= Consigne =
Réécrivez sous forme de liste le paragraphe du passage sur l'invention du forum qui commence par « Tite-Live nous apprend », en gardant ses faits principaux.

= Texte proposé =
__________

Luci, templa et fora : le fait civique et les espaces de la parole politique
L’invention du forum dans le monde étrusco-latin
Aux sources d’une genèse civique
8Les sources littéraires interessant les origines de la cité dans le monde étruscolatin ne concernent que Rome et encore ne s’agit-il que d’une chronique mythistorique le plus souvent anachronique. Les annalistes écrivant plusieurs siècles après les événements qu’ils rapportent, étaient incapables faute de sources suffisantes de présenter les realia politico-institutionnelles de ces temps reculés. C’est donc tout naturellement qu’ils furent amenés à construire un récit imprègné de concepts civiques conformes à un état d’évolution ultérieur de l’Urbs. Le synœcisme établi par Romulus et Titus Tatius sur le Forum romanum, à défaut de pouvoir être daté avec précision, rend pourtant nécessairement compte à sa manière d’un fait objectif à savoir la progressive genèse en un lieu précis du centre politique, économique et religieux de Rome ce que confirme à sa manière l’archéologie. À partir des viiie et viie siècles av. J.-C., les sépultures disparaissent de la vallée du Vélabre pour se développer aux confins de ce qui deviendra au milieu du siècle suivant l’enceinte servienne. Ce n’est donc qu’au hasard de quelques rapides mentions antiquaires, que nous entrevoyons d’autres formes de sociabilités politiques dont les lieux d’élection se situent en dehors des cités pour la simple raison qu’ils sont probablement apparus avant les forums civiques.
Inaugurer la cité Ritu etrusco, templum et tesca
9Tite-Live nous apprend que Rome fut fondée ritu etrusco, c’est-à-dire que le roi ou l’augure chargé d’effectuer le tracé de la ligne pomériale retranchait des tesca une portion de territoire désormais consacrée, placée sous la protection des dieux. Cet acte juridique crée véritablement la cité en lui donnant un centre, un axis mundi, inamovible.

__________

= Données fournies =
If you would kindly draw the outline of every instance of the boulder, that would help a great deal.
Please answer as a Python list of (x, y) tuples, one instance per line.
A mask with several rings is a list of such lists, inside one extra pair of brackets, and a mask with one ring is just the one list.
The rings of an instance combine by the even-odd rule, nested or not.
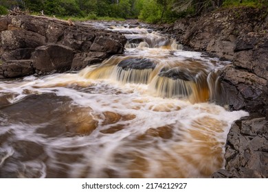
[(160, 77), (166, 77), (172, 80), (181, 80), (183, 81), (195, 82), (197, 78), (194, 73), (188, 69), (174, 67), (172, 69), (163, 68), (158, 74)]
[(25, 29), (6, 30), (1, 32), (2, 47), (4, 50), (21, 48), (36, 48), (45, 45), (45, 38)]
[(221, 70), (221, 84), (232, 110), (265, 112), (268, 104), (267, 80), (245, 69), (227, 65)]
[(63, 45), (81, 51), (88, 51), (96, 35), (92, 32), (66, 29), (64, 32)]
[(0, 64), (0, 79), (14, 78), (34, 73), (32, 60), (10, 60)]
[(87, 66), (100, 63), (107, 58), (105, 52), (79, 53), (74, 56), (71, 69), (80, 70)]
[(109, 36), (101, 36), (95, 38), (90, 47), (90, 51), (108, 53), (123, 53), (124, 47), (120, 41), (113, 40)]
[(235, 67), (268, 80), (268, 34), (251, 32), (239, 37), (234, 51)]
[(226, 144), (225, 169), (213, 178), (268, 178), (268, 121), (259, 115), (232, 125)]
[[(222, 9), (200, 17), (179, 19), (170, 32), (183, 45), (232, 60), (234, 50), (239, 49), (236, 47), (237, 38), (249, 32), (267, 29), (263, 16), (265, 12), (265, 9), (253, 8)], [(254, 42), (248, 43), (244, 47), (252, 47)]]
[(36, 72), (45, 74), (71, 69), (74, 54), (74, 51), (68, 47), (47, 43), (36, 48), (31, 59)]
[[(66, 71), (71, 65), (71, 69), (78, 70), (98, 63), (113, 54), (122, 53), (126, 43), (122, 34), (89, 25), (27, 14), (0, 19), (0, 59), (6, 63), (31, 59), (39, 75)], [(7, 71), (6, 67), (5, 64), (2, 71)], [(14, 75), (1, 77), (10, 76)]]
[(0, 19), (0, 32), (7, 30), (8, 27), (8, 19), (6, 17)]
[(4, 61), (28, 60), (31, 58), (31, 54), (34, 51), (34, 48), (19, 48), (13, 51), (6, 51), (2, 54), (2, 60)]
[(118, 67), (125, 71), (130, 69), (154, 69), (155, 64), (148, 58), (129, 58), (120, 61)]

__________

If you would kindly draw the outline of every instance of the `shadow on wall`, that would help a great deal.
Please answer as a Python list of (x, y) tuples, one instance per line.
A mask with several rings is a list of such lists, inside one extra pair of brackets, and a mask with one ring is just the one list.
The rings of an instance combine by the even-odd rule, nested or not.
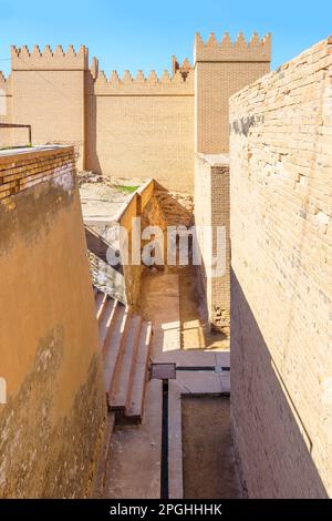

__________

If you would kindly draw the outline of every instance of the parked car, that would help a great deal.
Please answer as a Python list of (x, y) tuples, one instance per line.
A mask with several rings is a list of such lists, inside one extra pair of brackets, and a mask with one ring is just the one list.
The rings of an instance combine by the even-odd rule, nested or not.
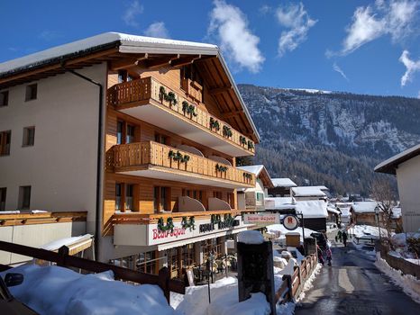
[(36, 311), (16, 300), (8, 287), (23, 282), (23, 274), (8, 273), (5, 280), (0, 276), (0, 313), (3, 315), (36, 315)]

__________

= Corrigé =
- Selon Tite-Live, Rome fut fondée ritu etrusco.
- Le roi ou l'augure chargé de tracer la ligne pomériale retranchait des tesca une portion de territoire.
- Cette portion devenait consacrée et placée sous la protection des dieux.
- Cet acte juridique crée la cité en lui donnant un centre inamovible, un axis mundi.